The survival of Rwandan religion is a nocturnal one. The preservation of a people's history must occur at night when the colonialist gaze is obscured by restful eyelids. The villagers continue seeking guidance from elders and spiritual leaders when it's only the Rwandans who are still awake. Yet even so, there's moments throughout the story where elders talk over each other and claim they're telling the stories wrong. The reader sees the folklore of Rwanda drying up and falling apart the way their crops do in the drought. It's when they need their land again do they water the roots of their beliefs, but in a way that makes clear they're out of practice.

Ultimately, the spirituality is a means to an end, but the beauty of this book is exploring how regardless of their motivation, the use of ancestry and folklore as a perennial crutch guarantees its survival all the same. When the Belgian professor arrives to seek examples of human sacrifice in Rwandan culture (a search that's actually willing a racist fable into existence for the sake of academic prestige), he uses a local boy's knowledge (and body) as a figurative & literal crutch. He depends on the boy to dredge his village's history for evidence of fictional practices. The boy's belief is clearly real, but he depends on his importance to the professor to secure his future (enrollment in a white school, marriage to a white woman, property outside Africa). Both are selfishly motivated, but one is decidedly more parasitic. The boy appears to leverage his heritage to abandon it, but his motivations are irrelevant when his actions and existence enable Rwandan history to experience another breath.
————————
GOAL A:
Retype the passage on Rwandan religion word for word, beginning with the words "The survival of" and stopping after the words "out of practice.".
GOAL B:
Write what comes next in the passage about Rwandan religion and folklore, starting after its final sentence.

INFORMATION PROVIDED:
————————
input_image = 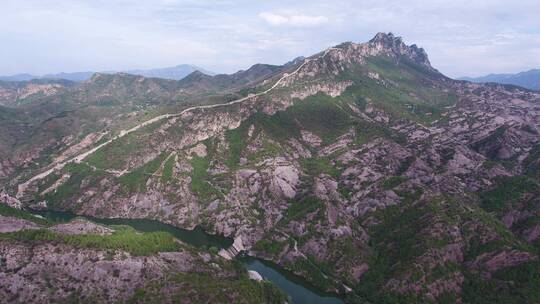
————————
ANSWER A:
The survival of Rwandan religion is a nocturnal one. The preservation of a people's history must occur at night when the colonialist gaze is obscured by restful eyelids. The villagers continue seeking guidance from elders and spiritual leaders when it's only the Rwandans who are still awake. Yet even so, there's moments throughout the story where elders talk over each other and claim they're telling the stories wrong. The reader sees the folklore of Rwanda drying up and falling apart the way their crops do in the drought. It's when they need their land again do they water the roots of their beliefs, but in a way that makes clear they're out of practice.

ANSWER B:
When the professor's plane crashes into a mountain range on his return trip, the nocturnal storytellers maintain "Kibogo struck with his Thunder-Spear the thieves of bones, the thieves of memory." Whether this is true or not is just as irrelevant, because this book is not about the facticity of Rwandan religion over Western religion. It's about the survival of a people in the face of erasure, and the stubborn persistence of belief. It's about the way words and stories trudge through time even in bastardized forms, to imbue the new with the shade of history, which always looms large so long as someone's there to tell the stories. ( )
  MilksopQuidnunc | Jun 19, 2023 |
Kibogo tells of the conflict between native Rwandan religious beliefs and the Christian religion brought by European colonizers. This short book is divided into four parts, with each part revealing a little more of the legend of Kibogo, and how his worship is suppressed by the missionaries who twist their own religion to further their agenda. A very well-told and thought-provoking tale.

Received via NetGalley. ( )
  amanda4242 | Jun 11, 2023 |
In colonial Rwanda a drought has driven the elders to seek the help of the outcast bride of Kibogo despite the hold the Catholic church has on the rest of the hillside population and indeed the country. The ravages of colonialism continue to warp and elaborate the Kibogo myth and the lives of the locals through out the book. ( )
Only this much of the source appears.